What you will do: Update the data below by replacing every instance of "Expected response body" with "Sample response body", and leave all other text unchanged.

* Start Records supplied *

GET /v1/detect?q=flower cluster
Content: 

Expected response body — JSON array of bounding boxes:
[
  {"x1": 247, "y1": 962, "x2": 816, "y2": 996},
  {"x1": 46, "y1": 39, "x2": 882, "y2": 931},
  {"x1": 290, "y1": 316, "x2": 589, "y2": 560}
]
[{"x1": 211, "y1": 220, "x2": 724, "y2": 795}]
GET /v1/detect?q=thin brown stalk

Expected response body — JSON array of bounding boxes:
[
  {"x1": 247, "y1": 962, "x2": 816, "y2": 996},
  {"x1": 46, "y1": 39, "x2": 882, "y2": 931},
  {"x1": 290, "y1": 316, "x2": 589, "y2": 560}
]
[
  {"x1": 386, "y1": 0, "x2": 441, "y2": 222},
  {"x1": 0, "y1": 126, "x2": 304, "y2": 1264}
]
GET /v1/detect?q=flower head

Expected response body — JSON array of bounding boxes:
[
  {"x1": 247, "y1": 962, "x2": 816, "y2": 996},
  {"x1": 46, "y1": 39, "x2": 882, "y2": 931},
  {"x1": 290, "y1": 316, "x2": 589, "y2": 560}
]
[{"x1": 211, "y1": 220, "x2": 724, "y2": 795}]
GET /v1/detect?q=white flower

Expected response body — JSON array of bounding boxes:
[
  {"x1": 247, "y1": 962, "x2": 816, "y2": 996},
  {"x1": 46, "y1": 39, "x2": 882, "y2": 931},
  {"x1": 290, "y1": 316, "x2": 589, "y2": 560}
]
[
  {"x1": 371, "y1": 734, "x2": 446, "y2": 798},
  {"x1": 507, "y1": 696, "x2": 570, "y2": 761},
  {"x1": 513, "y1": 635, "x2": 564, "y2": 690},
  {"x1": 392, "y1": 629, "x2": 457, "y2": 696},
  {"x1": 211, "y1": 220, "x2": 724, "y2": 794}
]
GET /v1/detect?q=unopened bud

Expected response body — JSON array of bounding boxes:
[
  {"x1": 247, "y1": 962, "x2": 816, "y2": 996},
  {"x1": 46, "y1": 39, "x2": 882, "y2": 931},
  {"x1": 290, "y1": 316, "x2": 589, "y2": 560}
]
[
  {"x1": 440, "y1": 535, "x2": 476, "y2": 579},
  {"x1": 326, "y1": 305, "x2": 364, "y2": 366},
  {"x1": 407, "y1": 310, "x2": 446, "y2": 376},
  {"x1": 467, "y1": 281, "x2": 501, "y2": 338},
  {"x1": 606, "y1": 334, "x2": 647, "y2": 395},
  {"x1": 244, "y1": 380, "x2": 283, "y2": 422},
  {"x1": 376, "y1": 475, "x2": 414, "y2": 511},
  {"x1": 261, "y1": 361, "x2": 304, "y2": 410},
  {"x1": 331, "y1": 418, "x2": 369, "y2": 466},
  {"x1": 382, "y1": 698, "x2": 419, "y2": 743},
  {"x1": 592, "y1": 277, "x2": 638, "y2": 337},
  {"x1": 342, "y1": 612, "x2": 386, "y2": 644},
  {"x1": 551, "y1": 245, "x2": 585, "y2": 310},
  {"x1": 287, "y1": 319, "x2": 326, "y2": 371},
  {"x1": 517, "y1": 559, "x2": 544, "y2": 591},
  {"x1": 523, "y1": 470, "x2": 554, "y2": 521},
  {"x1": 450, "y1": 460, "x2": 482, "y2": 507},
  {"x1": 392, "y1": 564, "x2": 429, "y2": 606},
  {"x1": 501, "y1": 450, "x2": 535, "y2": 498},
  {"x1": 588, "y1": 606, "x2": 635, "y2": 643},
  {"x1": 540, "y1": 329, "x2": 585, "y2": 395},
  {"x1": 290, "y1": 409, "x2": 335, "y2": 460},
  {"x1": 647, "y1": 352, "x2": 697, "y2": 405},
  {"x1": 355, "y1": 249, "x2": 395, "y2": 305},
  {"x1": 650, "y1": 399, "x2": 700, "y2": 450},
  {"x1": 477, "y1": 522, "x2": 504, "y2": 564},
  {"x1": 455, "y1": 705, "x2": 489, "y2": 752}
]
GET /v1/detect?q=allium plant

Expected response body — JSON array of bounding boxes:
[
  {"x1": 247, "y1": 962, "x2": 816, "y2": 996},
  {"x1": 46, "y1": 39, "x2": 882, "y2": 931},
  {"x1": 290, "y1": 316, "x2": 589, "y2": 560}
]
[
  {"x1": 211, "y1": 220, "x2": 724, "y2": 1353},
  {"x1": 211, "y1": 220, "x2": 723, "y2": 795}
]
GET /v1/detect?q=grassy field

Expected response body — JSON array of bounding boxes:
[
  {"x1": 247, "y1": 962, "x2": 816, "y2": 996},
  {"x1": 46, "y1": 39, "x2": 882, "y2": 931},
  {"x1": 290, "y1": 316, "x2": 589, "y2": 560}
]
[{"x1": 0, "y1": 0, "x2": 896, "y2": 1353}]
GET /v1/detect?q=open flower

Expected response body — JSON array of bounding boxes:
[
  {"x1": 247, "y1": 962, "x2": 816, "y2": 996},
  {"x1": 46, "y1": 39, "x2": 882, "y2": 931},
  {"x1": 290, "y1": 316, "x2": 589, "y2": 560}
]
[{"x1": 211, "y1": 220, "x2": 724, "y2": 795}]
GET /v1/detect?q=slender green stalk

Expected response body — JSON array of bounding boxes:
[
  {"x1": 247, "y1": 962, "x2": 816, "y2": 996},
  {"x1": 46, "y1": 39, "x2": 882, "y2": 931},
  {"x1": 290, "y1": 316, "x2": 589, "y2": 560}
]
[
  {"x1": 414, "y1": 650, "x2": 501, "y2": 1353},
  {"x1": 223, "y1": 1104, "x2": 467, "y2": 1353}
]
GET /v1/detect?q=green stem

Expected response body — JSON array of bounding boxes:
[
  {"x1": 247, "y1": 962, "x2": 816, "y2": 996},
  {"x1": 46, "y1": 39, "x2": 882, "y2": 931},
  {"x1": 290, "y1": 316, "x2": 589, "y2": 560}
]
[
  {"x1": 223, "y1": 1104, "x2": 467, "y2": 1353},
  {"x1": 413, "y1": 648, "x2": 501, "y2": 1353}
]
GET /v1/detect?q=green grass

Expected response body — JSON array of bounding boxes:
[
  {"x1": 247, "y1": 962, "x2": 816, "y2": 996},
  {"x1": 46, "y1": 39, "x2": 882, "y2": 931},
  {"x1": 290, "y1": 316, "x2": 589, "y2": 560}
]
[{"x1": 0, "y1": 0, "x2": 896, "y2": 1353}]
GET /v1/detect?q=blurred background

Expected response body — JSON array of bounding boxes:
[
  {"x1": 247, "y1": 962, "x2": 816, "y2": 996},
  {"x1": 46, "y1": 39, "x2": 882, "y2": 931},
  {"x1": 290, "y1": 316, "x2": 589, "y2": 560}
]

* End Records supplied *

Correct output:
GET /v1/detect?q=flower cluster
Content: 

Sample response body — JSON array of bounding boxes:
[
  {"x1": 247, "y1": 962, "x2": 816, "y2": 996},
  {"x1": 46, "y1": 39, "x2": 882, "y2": 931},
  {"x1": 290, "y1": 316, "x2": 589, "y2": 560}
]
[{"x1": 211, "y1": 220, "x2": 724, "y2": 795}]
GET /v1/detect?q=thin brown stalk

Sample response body — JSON array of bounding boxes:
[
  {"x1": 247, "y1": 962, "x2": 816, "y2": 996},
  {"x1": 46, "y1": 39, "x2": 882, "y2": 931},
  {"x1": 290, "y1": 316, "x2": 589, "y2": 560}
]
[
  {"x1": 386, "y1": 0, "x2": 441, "y2": 222},
  {"x1": 0, "y1": 126, "x2": 304, "y2": 1264}
]
GET /v1/detect?q=flower head

Sample response body — JSON array of bounding boxes:
[
  {"x1": 247, "y1": 962, "x2": 816, "y2": 996},
  {"x1": 46, "y1": 39, "x2": 882, "y2": 931},
  {"x1": 290, "y1": 316, "x2": 589, "y2": 560}
]
[{"x1": 211, "y1": 220, "x2": 724, "y2": 795}]
GET /v1/detect?q=white flower

Sample response body — JSON array of bounding boxes:
[
  {"x1": 247, "y1": 962, "x2": 816, "y2": 996},
  {"x1": 46, "y1": 39, "x2": 882, "y2": 931},
  {"x1": 290, "y1": 316, "x2": 589, "y2": 560}
]
[
  {"x1": 371, "y1": 734, "x2": 446, "y2": 798},
  {"x1": 507, "y1": 696, "x2": 570, "y2": 761},
  {"x1": 513, "y1": 635, "x2": 564, "y2": 690},
  {"x1": 392, "y1": 629, "x2": 457, "y2": 696},
  {"x1": 211, "y1": 220, "x2": 724, "y2": 794}
]
GET /v1/detect?q=unopened bud

Sample response body — JSON array of bounding boxes:
[
  {"x1": 247, "y1": 962, "x2": 816, "y2": 996},
  {"x1": 46, "y1": 39, "x2": 882, "y2": 931},
  {"x1": 290, "y1": 316, "x2": 589, "y2": 560}
]
[
  {"x1": 440, "y1": 535, "x2": 476, "y2": 579},
  {"x1": 326, "y1": 305, "x2": 364, "y2": 366},
  {"x1": 407, "y1": 310, "x2": 446, "y2": 376},
  {"x1": 467, "y1": 281, "x2": 501, "y2": 338},
  {"x1": 606, "y1": 334, "x2": 647, "y2": 395},
  {"x1": 244, "y1": 380, "x2": 283, "y2": 422},
  {"x1": 376, "y1": 475, "x2": 414, "y2": 511},
  {"x1": 261, "y1": 361, "x2": 304, "y2": 410},
  {"x1": 331, "y1": 418, "x2": 369, "y2": 466},
  {"x1": 382, "y1": 698, "x2": 419, "y2": 743},
  {"x1": 592, "y1": 277, "x2": 638, "y2": 337},
  {"x1": 342, "y1": 612, "x2": 386, "y2": 644},
  {"x1": 551, "y1": 245, "x2": 585, "y2": 310},
  {"x1": 287, "y1": 319, "x2": 326, "y2": 371},
  {"x1": 517, "y1": 559, "x2": 544, "y2": 591},
  {"x1": 523, "y1": 470, "x2": 554, "y2": 521},
  {"x1": 450, "y1": 460, "x2": 482, "y2": 507},
  {"x1": 392, "y1": 564, "x2": 429, "y2": 606},
  {"x1": 501, "y1": 450, "x2": 535, "y2": 498},
  {"x1": 588, "y1": 606, "x2": 635, "y2": 643},
  {"x1": 540, "y1": 329, "x2": 585, "y2": 395},
  {"x1": 290, "y1": 409, "x2": 335, "y2": 460},
  {"x1": 647, "y1": 352, "x2": 697, "y2": 405},
  {"x1": 355, "y1": 249, "x2": 395, "y2": 305},
  {"x1": 650, "y1": 399, "x2": 700, "y2": 450},
  {"x1": 477, "y1": 522, "x2": 504, "y2": 564},
  {"x1": 455, "y1": 705, "x2": 489, "y2": 752}
]
GET /v1/detect?q=allium plant

Sample response body — JSON array of bounding boxes:
[
  {"x1": 247, "y1": 962, "x2": 816, "y2": 996},
  {"x1": 46, "y1": 39, "x2": 882, "y2": 931},
  {"x1": 290, "y1": 316, "x2": 589, "y2": 560}
]
[
  {"x1": 211, "y1": 220, "x2": 724, "y2": 1353},
  {"x1": 211, "y1": 220, "x2": 723, "y2": 795}
]
GET /v1/detect?q=grassy field

Sample response body — JSON array of bounding boxes:
[
  {"x1": 247, "y1": 962, "x2": 816, "y2": 996},
  {"x1": 46, "y1": 39, "x2": 882, "y2": 931},
  {"x1": 290, "y1": 316, "x2": 589, "y2": 560}
]
[{"x1": 0, "y1": 0, "x2": 896, "y2": 1353}]
GET /v1/detect?q=open flower

Sample response body — JSON array of bounding boxes:
[
  {"x1": 247, "y1": 962, "x2": 816, "y2": 996},
  {"x1": 46, "y1": 39, "x2": 882, "y2": 931},
  {"x1": 290, "y1": 316, "x2": 589, "y2": 560}
]
[{"x1": 211, "y1": 220, "x2": 724, "y2": 795}]
GET /v1/detect?q=slender green stalk

Sample response body — JSON array of bounding boxes:
[
  {"x1": 247, "y1": 962, "x2": 816, "y2": 996},
  {"x1": 46, "y1": 39, "x2": 882, "y2": 931},
  {"x1": 290, "y1": 316, "x2": 589, "y2": 560}
]
[
  {"x1": 414, "y1": 650, "x2": 501, "y2": 1353},
  {"x1": 223, "y1": 1104, "x2": 467, "y2": 1353}
]
GET /v1/detect?q=green stem

Sample response body — JSON array of bounding boxes:
[
  {"x1": 247, "y1": 962, "x2": 816, "y2": 996},
  {"x1": 46, "y1": 39, "x2": 882, "y2": 931},
  {"x1": 290, "y1": 316, "x2": 589, "y2": 560}
]
[
  {"x1": 223, "y1": 1104, "x2": 467, "y2": 1353},
  {"x1": 413, "y1": 648, "x2": 501, "y2": 1353}
]
GET /v1/detect?q=green grass

Sample response body — JSON array of bounding boxes:
[
  {"x1": 247, "y1": 962, "x2": 816, "y2": 996},
  {"x1": 46, "y1": 39, "x2": 882, "y2": 931},
  {"x1": 290, "y1": 316, "x2": 589, "y2": 560}
]
[{"x1": 0, "y1": 0, "x2": 896, "y2": 1353}]
GET /v1/detect?q=blurred background

Sample response body — JSON array of bounding boxes:
[
  {"x1": 247, "y1": 962, "x2": 816, "y2": 996},
  {"x1": 46, "y1": 39, "x2": 882, "y2": 931},
  {"x1": 290, "y1": 316, "x2": 589, "y2": 560}
]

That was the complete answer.